Provided material ->
[START]
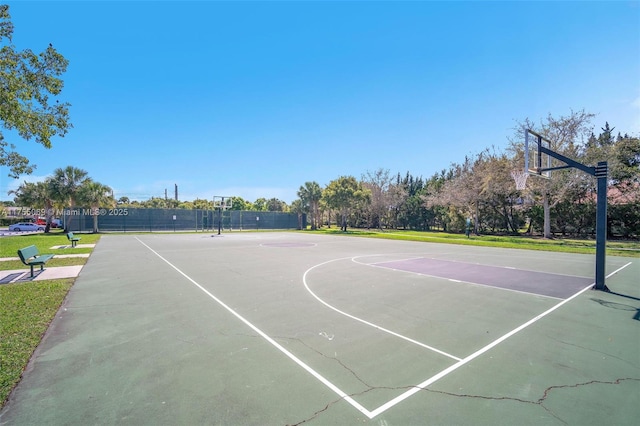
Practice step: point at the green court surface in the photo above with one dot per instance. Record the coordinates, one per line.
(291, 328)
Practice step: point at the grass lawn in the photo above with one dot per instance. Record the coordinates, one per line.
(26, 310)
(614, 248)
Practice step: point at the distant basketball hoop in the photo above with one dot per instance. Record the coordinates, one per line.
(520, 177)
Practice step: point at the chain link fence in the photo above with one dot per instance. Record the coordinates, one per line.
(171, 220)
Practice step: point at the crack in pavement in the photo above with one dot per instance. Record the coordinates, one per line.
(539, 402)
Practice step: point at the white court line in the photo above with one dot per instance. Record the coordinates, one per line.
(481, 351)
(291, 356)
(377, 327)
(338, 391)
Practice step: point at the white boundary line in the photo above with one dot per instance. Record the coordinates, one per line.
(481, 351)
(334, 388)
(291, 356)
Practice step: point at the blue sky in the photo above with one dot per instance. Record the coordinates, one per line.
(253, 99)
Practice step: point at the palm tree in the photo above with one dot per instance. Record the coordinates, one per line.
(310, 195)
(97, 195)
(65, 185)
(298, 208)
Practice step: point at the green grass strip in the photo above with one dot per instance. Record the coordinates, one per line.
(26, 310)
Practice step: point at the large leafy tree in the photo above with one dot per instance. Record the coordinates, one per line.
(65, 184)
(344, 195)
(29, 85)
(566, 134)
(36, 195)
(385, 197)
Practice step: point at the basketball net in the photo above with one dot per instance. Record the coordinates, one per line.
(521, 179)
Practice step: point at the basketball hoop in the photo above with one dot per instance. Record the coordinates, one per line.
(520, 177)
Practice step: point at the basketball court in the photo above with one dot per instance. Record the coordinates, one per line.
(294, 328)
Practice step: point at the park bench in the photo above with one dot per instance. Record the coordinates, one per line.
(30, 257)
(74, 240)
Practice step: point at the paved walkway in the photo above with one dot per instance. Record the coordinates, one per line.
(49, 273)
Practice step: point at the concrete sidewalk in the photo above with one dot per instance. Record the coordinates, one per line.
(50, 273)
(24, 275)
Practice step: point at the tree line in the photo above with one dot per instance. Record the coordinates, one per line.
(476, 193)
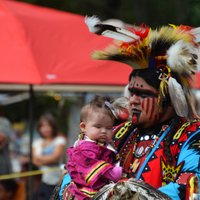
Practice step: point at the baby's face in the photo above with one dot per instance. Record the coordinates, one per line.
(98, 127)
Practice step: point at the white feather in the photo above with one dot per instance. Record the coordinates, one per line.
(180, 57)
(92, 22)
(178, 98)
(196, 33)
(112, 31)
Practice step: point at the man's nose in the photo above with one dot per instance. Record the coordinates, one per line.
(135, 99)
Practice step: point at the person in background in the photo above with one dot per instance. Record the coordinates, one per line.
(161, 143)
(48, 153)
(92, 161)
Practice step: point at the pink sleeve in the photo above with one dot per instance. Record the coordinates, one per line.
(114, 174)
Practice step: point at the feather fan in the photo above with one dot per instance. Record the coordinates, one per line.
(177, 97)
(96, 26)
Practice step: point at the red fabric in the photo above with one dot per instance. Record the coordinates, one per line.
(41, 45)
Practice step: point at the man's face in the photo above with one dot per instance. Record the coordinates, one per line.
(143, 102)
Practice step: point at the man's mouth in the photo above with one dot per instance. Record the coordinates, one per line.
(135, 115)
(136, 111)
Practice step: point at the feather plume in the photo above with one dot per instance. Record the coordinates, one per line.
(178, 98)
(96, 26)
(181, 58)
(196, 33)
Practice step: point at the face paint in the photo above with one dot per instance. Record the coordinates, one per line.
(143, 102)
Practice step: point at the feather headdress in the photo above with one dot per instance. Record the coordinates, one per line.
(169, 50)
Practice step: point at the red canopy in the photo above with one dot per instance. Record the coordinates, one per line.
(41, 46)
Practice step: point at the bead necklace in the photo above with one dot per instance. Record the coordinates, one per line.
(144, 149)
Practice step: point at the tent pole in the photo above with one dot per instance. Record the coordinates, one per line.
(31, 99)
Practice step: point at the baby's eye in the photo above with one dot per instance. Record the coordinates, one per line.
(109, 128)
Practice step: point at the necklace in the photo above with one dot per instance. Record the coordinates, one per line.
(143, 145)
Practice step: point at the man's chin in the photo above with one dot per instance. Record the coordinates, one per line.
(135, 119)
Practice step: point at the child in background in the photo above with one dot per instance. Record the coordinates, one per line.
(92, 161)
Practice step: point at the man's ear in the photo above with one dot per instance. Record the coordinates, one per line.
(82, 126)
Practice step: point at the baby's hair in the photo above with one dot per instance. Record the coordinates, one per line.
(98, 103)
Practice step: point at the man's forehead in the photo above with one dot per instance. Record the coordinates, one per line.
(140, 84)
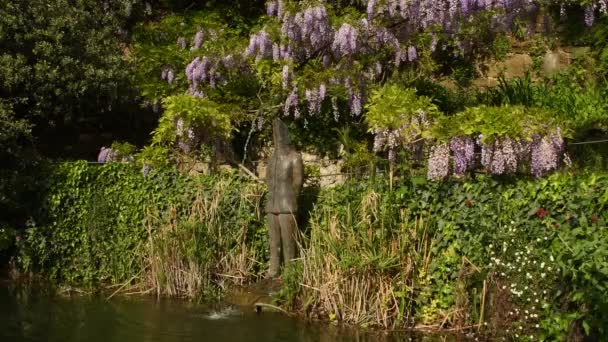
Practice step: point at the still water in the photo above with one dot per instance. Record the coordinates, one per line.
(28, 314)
[END]
Task statement -> Extract word for word every line from the line that contains "Practice step: point at the man's face" to the final line of the data, both included, and nothing else; skip the pictures.

Written answer ->
Practice step: point at the man's face in the photo above with one dot per instance. Record the coordinates, one per line.
(143, 102)
Practice step: point at the man's mouth in the photo above with one dot per instance. Record the coordinates, one per line.
(135, 115)
(136, 111)
Practice step: point at the feather plume in the photo above with one dot per instance. Record the coordinates, one per line.
(178, 98)
(96, 26)
(181, 58)
(196, 33)
Practice step: point at the face paint in the photo above with one dot per instance. Record the coordinates, one per line.
(143, 102)
Practice step: point at the feather headdress in the photo above with one dot per instance. Record the coordinates, one per line.
(169, 50)
Practice step: point at the red canopy in the photo above with one dot per instance. Record the coordinates, one per line.
(41, 46)
Practice step: point at the bead necklace in the photo above with one dot per instance. Record the coordinates, one per line.
(144, 149)
Practice step: point at the tent pole in the photo above with one dot per instance. Record the coordinates, one per line.
(31, 99)
Practice step: point at the baby's eye in the photo above with one dot per instance. Record the coordinates, one per line.
(109, 128)
Practice step: point at the necklace in the photo above with one dot per instance. Record the coordinates, one per line.
(143, 145)
Practice step: point at the man's chin in the photo above with one dot per instance. Record the coordinates, one per line.
(135, 119)
Practice step: point at the child in background in the photo above with one dot per instance. Record the coordinates, one per line.
(92, 161)
Practice step: point at the man's ear in the photo above with one dot per instance. Record the coordinates, one per line.
(82, 126)
Practice step: point at the baby's hair in the photo above with one dot per instance. Record the coordinates, one per line.
(98, 103)
Practice step: point at the man's forehead in the photo above with one dot per instance. Record the coordinates, one per line.
(140, 84)
Practice step: point at the still water in the photo above with one dot per instance. Record the coordinates, one per line.
(28, 314)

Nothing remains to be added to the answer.